_问题描述_
能否把下面所有条目逐行输出为编号列表，略去空行？答案中不要包含图片。

_输入条目_
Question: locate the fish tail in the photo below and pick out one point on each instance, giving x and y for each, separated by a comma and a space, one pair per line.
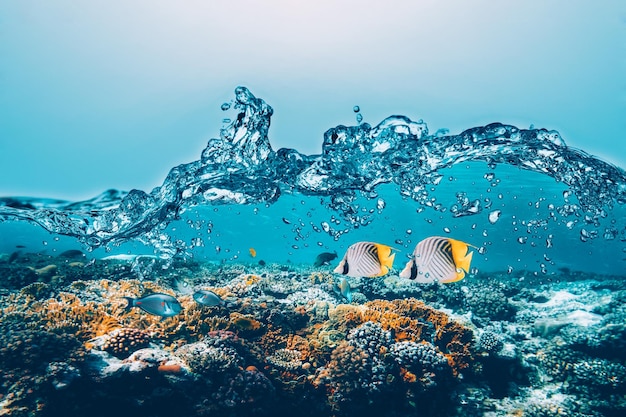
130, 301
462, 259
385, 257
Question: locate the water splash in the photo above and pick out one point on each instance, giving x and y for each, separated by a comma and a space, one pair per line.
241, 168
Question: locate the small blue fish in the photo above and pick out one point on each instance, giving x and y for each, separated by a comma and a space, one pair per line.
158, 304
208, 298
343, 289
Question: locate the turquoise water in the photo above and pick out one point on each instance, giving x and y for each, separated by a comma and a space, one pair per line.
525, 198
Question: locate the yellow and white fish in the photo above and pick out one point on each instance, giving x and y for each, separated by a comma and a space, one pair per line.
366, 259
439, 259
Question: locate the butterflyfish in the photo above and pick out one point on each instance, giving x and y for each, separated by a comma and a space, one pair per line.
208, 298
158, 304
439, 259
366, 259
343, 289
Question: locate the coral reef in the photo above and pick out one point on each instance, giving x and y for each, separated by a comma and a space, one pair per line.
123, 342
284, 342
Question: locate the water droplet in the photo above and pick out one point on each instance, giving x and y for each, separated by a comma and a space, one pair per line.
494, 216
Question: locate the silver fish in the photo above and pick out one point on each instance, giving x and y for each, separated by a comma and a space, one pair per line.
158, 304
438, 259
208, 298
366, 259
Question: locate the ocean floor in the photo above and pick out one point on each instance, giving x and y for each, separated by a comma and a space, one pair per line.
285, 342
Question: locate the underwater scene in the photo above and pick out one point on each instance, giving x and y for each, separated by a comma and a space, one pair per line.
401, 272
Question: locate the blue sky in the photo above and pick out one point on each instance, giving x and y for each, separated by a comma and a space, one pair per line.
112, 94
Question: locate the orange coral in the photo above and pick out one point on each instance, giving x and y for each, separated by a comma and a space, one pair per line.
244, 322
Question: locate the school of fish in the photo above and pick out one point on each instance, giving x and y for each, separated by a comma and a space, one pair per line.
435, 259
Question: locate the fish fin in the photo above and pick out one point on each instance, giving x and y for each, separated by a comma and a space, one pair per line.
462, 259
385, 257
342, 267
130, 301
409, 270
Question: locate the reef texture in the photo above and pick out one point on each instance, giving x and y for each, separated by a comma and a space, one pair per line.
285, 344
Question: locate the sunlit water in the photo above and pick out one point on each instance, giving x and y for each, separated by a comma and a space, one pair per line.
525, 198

_本题解答_
1. Question: locate the fish tail in the photo below and pick out one point on each instance, giving x and y for each, separated by a comma and a space, one pair per line.
2. 130, 301
3. 462, 259
4. 385, 257
5. Question: locate the water splash in the photo above and pick out one point on each instance, giving x and y for each, separated by a comma and a space, one pair per line.
6. 241, 168
7. Question: locate the small blue fish in the photo above and pick out one point on each instance, giving x and y for each, separated by a comma and a space, one pair per line.
8. 158, 304
9. 208, 298
10. 343, 289
11. Question: locate the turquoise water in the photo above and pick out one point on each instance, giving x and y for each, separated by a comma and a space, one pair per line.
12. 525, 198
13. Question: locate the yellow and white fish in the photo above and pick out one point on each instance, giving x and y for each, separated by a comma and a space, one pair per line.
14. 366, 259
15. 439, 259
16. Question: locate the butterflyfish in the photo above and pick out one point on each instance, giving x and y for each, separated by a comma and a space, one pair per line.
17. 208, 298
18. 158, 304
19. 439, 259
20. 366, 259
21. 343, 289
22. Question: locate the coral reef in the photo above and pick out one point on each instance, giving x and y for each, separated by a comma and a space, one pair per line.
23. 123, 342
24. 284, 342
25. Question: locate the water droplet in the photo above and pick out one point on each instance, giving x and y for each, separated by a comma and a space, one pair per line.
26. 494, 216
27. Question: locate the silver fish in the photo above and pick out one point on each instance, giving x and y for each, separated by a comma and a space, one pair per line.
28. 158, 304
29. 438, 259
30. 208, 298
31. 366, 259
32. Question: locate the ocean floor in the photo above and pick out one point on each instance, giving x and y for each, separated by a comma and a space, one pair per line.
33. 285, 342
34. Question: locate the underwater scene in the photo above and pick out one point on each instance, giving x and y for each, separated by a comma and a space, one pair per line.
35. 401, 272
36. Question: locate the blue sky in the photo above and pick out one point on each instance, giving x and y for each, separated by a comma and a space, one pair per line.
37. 112, 94
38. Question: locate the orange coral in the photo above and pick out one point on each instance, giving x and y for each, separated by a comma and a space, one pair per line.
39. 244, 322
40. Question: locate the school of fish in the photo above and pick out one point on each instance, giving x and y for each, separated by a comma and a space, one pair per line.
41. 435, 259
42. Question: locate the fish fin in the photo above and pick out one point on each instance, giving x and y for each, separated by a comma and a space, one pair per line.
43. 462, 259
44. 385, 257
45. 342, 267
46. 130, 301
47. 409, 270
48. Question: locate the reef texture in the photo above and pick out one point on each instance, giving x and y for each, separated by a comma and a space, one pair per line.
49. 285, 344
50. Question: locate the sunlit water in the photo above and pick out one point on each instance, giving x and y for each, separated by a comma and a space, one pair per line.
51. 525, 198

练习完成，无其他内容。